Exercise task
Please report every line in the data below that contains the word "fabric". Case counts.

# START OF Extracted entries

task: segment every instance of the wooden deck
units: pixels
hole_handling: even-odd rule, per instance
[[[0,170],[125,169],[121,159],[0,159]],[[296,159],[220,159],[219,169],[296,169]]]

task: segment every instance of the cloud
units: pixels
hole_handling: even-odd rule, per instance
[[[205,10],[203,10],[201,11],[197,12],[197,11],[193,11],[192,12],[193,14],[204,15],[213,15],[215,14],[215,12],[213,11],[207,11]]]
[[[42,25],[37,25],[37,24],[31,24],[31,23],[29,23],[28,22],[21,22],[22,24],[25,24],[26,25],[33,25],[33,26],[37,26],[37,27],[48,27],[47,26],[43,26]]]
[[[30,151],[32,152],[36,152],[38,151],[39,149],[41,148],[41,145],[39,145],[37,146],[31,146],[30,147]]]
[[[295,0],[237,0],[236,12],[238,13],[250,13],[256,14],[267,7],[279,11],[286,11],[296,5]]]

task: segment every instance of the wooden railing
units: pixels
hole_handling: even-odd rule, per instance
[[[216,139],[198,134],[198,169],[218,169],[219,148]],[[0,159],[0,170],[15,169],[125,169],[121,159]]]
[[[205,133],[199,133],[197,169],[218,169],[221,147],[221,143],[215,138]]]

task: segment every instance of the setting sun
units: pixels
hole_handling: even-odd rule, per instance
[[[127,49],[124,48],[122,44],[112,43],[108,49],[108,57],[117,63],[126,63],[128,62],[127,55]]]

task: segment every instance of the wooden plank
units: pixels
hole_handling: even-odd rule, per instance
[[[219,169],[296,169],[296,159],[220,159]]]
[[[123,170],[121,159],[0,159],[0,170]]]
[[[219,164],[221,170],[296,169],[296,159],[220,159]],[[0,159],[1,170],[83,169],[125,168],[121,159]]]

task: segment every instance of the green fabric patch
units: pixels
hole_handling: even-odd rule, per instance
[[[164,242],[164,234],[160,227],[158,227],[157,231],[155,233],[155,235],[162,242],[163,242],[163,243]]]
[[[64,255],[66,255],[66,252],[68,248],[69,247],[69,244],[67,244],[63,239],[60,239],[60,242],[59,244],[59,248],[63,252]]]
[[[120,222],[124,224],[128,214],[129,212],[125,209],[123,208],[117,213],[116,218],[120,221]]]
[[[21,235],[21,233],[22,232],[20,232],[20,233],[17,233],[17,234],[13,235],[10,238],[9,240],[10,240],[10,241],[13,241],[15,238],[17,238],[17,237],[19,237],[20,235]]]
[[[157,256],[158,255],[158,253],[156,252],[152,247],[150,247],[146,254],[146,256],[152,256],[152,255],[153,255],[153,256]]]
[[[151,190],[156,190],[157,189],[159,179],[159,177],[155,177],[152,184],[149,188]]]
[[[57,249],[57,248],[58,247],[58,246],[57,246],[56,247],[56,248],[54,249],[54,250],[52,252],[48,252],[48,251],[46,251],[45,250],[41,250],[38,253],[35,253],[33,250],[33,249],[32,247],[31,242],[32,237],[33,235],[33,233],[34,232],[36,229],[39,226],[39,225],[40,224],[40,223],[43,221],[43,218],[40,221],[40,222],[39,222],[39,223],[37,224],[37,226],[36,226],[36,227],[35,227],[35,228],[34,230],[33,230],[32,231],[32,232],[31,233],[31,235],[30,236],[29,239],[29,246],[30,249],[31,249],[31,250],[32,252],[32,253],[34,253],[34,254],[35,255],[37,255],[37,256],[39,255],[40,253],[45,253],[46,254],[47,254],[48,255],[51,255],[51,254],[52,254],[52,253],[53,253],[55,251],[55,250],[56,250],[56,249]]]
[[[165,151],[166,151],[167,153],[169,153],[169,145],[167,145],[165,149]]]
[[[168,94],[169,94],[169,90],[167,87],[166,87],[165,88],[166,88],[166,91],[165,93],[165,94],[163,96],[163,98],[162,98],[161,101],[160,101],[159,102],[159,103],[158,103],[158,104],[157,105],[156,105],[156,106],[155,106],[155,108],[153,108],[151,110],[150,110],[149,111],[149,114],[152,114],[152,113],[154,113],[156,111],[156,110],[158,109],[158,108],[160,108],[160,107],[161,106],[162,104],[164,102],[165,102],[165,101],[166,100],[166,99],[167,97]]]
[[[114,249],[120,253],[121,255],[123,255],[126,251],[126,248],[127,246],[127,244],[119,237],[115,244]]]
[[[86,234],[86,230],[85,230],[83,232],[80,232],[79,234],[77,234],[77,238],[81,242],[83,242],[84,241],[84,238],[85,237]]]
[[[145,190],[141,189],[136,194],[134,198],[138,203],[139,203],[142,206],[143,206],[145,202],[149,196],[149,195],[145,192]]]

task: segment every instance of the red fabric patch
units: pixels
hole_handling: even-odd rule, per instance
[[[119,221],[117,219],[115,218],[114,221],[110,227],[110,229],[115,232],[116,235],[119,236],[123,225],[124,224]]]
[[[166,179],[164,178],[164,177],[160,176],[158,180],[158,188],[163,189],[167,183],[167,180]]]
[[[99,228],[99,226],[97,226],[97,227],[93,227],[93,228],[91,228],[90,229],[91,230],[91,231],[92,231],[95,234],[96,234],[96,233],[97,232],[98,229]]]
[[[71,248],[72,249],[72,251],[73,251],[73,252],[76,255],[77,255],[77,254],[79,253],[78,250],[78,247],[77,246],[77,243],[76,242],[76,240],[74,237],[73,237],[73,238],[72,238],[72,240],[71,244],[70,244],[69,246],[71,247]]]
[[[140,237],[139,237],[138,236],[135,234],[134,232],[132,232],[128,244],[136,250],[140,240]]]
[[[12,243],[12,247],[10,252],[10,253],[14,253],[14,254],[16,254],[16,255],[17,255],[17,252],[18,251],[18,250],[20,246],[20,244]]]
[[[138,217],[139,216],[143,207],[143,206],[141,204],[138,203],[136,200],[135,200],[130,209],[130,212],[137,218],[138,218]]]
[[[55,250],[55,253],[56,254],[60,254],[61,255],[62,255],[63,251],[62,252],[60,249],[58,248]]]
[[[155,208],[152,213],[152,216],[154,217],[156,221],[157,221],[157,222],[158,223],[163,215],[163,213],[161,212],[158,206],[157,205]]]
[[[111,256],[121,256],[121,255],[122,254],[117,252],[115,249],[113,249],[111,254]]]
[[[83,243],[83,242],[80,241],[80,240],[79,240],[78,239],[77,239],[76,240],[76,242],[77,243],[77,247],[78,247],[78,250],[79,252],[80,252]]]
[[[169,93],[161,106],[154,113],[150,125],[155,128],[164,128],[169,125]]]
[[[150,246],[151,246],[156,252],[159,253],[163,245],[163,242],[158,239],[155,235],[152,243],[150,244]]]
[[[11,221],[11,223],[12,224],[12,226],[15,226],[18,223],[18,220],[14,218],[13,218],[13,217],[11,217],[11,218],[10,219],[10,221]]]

# END OF Extracted entries
# START OF Extracted entries

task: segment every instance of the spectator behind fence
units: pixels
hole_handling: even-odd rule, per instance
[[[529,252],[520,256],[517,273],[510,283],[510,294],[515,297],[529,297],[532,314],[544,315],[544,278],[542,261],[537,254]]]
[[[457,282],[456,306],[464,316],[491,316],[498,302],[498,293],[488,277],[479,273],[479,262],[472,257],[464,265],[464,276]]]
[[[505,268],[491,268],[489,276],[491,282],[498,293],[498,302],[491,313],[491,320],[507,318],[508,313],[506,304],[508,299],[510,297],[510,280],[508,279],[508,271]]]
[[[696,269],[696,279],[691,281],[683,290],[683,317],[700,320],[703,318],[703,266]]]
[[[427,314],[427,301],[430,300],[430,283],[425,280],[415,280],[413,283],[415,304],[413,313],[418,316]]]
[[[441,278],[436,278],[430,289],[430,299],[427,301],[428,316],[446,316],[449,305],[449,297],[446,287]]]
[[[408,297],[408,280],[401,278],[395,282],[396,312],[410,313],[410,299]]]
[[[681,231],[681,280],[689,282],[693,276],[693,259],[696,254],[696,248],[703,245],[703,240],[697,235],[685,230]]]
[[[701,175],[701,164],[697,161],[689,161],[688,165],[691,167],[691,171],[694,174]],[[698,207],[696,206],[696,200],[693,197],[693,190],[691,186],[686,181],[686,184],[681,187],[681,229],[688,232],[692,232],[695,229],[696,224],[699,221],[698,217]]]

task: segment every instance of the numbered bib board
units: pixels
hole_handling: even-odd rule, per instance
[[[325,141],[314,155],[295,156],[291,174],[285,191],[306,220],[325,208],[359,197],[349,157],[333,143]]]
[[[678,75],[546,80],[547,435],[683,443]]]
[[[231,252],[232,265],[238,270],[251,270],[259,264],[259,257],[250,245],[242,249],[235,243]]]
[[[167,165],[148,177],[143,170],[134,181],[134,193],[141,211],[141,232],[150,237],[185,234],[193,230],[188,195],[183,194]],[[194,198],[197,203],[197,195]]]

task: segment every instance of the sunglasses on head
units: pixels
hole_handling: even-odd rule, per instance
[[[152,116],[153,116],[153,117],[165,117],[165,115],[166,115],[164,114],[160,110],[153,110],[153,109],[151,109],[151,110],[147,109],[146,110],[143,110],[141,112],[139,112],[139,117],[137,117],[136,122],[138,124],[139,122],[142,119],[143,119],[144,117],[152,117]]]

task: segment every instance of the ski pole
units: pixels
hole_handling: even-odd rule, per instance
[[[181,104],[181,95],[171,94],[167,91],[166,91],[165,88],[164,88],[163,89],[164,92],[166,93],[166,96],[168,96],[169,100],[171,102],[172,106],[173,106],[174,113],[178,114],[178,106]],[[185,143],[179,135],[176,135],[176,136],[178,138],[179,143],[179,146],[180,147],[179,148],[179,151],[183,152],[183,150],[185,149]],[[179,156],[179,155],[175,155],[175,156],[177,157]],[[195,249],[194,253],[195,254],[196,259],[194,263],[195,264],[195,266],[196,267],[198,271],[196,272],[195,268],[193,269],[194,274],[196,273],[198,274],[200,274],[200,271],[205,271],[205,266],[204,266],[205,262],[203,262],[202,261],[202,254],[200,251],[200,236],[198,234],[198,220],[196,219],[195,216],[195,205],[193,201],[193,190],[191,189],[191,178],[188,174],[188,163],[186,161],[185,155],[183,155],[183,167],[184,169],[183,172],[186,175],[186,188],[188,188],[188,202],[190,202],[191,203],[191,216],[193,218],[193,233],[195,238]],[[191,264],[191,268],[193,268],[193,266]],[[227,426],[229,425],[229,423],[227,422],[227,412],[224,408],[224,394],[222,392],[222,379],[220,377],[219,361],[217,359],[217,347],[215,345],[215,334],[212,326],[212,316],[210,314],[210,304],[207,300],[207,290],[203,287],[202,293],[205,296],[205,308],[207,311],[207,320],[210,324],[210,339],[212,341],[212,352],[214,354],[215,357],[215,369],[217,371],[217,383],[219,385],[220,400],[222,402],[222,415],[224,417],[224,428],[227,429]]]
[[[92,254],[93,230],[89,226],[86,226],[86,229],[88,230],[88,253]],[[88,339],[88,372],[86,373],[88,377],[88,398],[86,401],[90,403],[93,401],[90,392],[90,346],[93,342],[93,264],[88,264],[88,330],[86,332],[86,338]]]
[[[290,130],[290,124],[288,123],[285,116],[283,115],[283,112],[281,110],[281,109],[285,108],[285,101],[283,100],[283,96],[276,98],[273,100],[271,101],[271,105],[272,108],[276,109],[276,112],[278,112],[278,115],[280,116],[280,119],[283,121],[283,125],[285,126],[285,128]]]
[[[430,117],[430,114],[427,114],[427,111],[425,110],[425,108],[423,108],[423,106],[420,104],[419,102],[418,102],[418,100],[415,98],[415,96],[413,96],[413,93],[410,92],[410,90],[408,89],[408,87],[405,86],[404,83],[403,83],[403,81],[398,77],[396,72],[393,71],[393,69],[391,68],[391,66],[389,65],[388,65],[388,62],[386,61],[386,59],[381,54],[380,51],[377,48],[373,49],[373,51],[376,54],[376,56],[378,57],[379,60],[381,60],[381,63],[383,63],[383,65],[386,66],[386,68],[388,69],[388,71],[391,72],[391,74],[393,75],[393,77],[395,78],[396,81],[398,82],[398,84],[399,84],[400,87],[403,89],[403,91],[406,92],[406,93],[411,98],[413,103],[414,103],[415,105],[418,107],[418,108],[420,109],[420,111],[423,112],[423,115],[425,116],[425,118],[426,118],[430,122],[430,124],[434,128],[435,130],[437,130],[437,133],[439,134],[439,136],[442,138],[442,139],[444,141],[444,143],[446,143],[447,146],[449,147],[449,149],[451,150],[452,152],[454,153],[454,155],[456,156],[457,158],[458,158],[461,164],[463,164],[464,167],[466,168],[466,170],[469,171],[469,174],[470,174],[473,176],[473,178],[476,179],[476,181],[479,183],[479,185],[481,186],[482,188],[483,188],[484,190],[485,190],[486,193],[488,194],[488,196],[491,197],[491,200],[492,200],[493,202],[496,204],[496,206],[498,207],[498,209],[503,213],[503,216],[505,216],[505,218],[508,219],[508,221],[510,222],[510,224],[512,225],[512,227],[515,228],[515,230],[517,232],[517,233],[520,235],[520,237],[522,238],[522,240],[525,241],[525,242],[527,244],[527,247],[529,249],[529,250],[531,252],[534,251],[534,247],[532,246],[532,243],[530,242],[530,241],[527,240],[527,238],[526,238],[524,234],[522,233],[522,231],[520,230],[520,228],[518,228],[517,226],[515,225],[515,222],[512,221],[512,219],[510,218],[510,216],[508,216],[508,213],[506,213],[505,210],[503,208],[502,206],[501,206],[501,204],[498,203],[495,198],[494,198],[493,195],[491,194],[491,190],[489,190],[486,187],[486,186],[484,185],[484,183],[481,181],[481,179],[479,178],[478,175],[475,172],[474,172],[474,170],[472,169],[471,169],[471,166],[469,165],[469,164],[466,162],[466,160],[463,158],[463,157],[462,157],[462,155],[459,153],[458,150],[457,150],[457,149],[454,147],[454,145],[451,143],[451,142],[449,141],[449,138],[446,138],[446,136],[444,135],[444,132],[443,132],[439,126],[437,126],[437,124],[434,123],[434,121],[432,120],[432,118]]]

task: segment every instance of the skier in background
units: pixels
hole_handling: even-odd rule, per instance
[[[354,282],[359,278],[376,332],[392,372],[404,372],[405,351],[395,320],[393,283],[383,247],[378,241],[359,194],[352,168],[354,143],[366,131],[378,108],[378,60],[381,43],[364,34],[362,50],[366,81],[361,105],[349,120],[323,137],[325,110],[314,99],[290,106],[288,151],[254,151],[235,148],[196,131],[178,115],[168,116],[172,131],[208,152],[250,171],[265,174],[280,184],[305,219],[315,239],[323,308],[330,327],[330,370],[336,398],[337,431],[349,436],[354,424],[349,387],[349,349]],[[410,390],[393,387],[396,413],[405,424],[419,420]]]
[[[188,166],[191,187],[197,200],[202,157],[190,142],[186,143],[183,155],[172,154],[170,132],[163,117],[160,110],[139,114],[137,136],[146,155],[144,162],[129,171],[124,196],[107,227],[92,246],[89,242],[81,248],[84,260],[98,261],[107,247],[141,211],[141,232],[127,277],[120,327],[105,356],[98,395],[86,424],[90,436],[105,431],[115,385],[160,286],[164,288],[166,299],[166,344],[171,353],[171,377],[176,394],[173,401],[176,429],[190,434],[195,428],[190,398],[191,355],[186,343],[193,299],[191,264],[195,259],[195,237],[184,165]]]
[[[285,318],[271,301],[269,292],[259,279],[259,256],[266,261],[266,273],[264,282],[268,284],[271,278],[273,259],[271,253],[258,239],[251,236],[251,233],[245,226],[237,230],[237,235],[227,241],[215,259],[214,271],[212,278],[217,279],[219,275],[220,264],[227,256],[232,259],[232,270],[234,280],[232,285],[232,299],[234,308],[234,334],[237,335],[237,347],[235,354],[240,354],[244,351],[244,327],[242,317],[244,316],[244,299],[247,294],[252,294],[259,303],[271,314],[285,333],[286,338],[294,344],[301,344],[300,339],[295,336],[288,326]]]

# END OF Extracted entries

Answer to this problem
task: segment every instance of the green fabric patch
task: segment every instance of the red fabric patch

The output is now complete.